* **The data**

▬▬▬

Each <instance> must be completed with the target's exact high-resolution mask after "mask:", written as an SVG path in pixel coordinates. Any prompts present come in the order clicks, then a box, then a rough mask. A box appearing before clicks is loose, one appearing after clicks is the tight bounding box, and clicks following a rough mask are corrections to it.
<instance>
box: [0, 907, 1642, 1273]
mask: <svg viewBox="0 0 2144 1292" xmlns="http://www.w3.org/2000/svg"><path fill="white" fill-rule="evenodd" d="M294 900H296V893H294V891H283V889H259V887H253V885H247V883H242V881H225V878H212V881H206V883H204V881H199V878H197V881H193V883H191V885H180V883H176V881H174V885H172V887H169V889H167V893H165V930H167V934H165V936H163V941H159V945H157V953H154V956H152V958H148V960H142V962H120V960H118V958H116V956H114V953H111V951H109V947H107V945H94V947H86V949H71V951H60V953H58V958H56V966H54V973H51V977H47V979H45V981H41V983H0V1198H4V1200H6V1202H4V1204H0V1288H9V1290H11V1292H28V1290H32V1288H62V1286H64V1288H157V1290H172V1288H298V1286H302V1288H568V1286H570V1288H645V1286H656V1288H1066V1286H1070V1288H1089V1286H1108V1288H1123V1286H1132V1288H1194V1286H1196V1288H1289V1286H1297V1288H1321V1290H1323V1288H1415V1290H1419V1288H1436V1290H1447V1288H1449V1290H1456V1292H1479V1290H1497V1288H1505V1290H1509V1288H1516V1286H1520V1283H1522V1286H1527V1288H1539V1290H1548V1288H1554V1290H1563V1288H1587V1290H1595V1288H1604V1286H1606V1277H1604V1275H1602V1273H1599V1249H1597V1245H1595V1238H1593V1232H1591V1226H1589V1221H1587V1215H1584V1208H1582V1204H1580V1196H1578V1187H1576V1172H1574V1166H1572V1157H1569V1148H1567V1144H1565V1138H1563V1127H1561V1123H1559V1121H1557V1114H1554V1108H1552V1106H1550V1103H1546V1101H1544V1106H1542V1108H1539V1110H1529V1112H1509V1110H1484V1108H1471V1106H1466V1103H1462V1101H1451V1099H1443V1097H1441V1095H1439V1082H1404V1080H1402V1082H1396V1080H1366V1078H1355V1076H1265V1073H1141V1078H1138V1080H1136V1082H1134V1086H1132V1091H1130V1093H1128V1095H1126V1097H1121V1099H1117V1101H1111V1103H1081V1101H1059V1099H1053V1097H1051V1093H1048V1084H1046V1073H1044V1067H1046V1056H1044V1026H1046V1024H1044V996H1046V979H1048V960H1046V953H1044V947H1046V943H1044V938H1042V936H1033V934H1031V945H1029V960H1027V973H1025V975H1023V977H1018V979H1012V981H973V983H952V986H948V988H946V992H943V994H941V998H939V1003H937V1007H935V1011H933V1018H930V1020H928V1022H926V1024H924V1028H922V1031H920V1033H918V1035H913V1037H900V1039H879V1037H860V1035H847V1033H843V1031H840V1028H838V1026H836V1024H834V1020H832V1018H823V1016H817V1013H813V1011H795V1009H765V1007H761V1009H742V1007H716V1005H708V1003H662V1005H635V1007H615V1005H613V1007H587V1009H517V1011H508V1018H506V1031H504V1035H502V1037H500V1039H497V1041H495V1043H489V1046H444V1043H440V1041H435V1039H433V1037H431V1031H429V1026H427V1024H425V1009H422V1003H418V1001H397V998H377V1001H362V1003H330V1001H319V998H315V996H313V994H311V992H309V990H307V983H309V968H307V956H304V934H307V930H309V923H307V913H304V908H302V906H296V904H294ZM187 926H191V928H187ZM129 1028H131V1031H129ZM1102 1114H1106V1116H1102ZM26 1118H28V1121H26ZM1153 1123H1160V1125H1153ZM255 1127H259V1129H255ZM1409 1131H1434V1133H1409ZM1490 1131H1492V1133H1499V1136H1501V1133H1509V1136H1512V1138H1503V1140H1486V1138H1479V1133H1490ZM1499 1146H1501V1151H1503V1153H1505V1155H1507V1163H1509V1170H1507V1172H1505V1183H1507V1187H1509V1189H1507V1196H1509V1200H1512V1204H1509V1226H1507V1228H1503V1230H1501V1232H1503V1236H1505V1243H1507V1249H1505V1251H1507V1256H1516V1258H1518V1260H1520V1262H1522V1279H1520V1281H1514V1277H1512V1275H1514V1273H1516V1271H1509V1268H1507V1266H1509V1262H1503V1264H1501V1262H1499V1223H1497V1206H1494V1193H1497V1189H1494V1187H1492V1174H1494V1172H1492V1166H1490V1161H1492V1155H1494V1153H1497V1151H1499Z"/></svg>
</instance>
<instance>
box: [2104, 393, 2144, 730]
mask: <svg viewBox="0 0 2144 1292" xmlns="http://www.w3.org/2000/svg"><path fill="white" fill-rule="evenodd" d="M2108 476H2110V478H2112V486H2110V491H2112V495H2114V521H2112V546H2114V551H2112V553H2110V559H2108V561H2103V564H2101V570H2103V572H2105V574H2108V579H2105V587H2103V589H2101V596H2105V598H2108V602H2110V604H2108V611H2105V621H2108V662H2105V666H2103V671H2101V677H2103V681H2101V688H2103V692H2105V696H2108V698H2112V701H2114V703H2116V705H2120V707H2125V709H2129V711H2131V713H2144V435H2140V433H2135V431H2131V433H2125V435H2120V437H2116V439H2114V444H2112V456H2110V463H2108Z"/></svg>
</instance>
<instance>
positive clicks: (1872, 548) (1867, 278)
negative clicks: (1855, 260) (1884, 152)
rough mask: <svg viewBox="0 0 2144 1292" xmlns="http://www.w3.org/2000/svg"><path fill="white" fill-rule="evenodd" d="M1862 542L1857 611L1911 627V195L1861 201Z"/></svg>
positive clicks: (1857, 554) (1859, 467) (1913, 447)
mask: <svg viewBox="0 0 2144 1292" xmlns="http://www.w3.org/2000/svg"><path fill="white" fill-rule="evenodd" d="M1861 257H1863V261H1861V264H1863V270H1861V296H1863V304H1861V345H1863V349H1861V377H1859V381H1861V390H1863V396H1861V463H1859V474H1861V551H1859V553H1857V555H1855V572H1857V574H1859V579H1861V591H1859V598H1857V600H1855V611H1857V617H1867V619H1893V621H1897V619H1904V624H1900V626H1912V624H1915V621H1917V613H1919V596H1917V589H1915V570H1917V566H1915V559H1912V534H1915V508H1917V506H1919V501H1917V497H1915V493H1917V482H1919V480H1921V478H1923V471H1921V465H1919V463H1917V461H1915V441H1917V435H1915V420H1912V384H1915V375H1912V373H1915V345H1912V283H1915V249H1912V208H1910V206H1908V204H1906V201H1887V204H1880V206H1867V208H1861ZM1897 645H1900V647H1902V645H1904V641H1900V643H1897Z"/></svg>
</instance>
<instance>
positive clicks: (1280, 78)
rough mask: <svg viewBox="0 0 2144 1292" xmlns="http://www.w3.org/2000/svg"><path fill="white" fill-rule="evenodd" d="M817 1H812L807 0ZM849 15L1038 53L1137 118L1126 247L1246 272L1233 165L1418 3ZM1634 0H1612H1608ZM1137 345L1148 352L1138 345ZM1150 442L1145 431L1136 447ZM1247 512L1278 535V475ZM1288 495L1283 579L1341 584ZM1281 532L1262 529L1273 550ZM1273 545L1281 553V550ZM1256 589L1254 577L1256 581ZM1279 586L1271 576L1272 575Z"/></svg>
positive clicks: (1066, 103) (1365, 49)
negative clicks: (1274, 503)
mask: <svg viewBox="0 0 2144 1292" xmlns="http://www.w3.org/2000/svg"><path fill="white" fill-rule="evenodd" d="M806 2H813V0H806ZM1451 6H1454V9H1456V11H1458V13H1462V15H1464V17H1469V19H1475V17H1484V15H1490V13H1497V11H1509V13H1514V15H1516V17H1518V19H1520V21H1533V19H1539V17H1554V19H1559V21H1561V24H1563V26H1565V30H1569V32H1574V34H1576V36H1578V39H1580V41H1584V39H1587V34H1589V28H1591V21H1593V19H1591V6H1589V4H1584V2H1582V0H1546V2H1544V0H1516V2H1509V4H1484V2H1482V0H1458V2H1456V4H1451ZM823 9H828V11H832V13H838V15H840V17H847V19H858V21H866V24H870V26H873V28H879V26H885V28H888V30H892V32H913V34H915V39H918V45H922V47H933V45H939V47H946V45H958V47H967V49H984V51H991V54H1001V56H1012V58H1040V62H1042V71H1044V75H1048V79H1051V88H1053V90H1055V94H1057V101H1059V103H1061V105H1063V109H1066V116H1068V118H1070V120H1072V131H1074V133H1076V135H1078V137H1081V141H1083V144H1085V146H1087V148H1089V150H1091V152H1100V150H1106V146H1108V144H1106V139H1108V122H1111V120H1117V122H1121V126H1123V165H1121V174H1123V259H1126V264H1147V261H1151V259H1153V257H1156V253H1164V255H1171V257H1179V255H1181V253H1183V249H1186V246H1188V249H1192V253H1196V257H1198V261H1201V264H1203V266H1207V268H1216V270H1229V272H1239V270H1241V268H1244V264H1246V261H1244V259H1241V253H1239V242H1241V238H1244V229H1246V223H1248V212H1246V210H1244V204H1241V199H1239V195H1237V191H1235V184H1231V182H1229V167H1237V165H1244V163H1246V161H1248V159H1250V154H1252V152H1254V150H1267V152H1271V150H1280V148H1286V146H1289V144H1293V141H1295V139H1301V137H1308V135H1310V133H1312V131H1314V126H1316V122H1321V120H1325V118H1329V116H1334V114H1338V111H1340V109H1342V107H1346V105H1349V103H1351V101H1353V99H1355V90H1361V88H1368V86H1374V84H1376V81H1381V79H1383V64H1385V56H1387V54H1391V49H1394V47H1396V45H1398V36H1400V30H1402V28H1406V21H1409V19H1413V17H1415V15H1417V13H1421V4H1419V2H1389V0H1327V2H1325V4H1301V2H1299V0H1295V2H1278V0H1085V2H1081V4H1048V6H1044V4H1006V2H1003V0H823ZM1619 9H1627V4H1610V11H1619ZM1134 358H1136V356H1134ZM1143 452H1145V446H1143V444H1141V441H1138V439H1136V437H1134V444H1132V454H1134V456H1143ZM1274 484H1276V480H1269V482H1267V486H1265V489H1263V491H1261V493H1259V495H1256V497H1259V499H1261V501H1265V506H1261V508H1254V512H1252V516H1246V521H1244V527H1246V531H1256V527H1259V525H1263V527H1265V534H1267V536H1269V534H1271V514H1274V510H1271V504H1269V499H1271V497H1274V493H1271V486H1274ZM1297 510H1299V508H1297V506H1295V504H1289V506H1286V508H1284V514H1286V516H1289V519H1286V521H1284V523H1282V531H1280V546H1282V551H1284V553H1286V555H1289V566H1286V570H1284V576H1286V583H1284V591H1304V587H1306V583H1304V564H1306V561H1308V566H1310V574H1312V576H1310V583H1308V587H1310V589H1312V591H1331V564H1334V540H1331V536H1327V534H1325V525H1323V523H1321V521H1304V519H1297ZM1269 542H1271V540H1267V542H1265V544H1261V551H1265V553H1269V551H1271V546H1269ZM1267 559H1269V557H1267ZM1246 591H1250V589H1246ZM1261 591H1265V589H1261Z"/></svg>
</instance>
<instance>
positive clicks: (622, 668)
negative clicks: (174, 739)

▬▬▬

* **Task statement**
Start with the line above that contains "negative clicks: (1855, 260) (1884, 152)" and end with the line that contains "1H812L807 0ZM849 15L1038". Write out those lines exactly, and only those.

* **Answer space**
negative clicks: (1855, 260) (1884, 152)
rough mask: <svg viewBox="0 0 2144 1292" xmlns="http://www.w3.org/2000/svg"><path fill="white" fill-rule="evenodd" d="M1862 542L1857 611L1911 627V195L1861 201Z"/></svg>
positive clicks: (1857, 554) (1859, 467) (1913, 447)
mask: <svg viewBox="0 0 2144 1292" xmlns="http://www.w3.org/2000/svg"><path fill="white" fill-rule="evenodd" d="M1861 257H1863V261H1861V264H1863V270H1861V296H1863V304H1861V345H1863V349H1861V377H1859V381H1861V390H1863V396H1861V463H1859V474H1861V551H1859V553H1857V555H1855V572H1857V574H1859V579H1861V591H1859V598H1857V600H1855V611H1857V617H1867V619H1893V621H1897V619H1904V624H1900V626H1912V624H1915V621H1917V613H1919V596H1917V589H1915V570H1917V566H1915V559H1912V534H1915V508H1917V506H1919V501H1917V497H1915V493H1917V482H1919V480H1921V478H1923V471H1921V465H1919V463H1917V461H1915V441H1917V435H1915V420H1912V384H1915V375H1912V373H1915V345H1912V283H1915V249H1912V208H1910V206H1908V204H1906V201H1887V204H1880V206H1867V208H1861ZM1897 645H1900V647H1902V645H1904V641H1900V643H1897Z"/></svg>
</instance>
<instance>
positive clicks: (1280, 78)
rough mask: <svg viewBox="0 0 2144 1292" xmlns="http://www.w3.org/2000/svg"><path fill="white" fill-rule="evenodd" d="M817 1H812L807 0ZM849 15L1038 53L1137 118L1126 247L1246 272L1233 165L1418 3ZM1634 0H1612H1608ZM1137 345L1148 352L1138 345ZM1150 442L1145 431L1136 447ZM1247 512L1278 535V475ZM1288 495L1283 579L1341 584ZM1281 532L1262 529L1273 550ZM1273 545L1281 553V550ZM1256 589L1254 577L1256 581ZM1279 586L1271 576L1272 575Z"/></svg>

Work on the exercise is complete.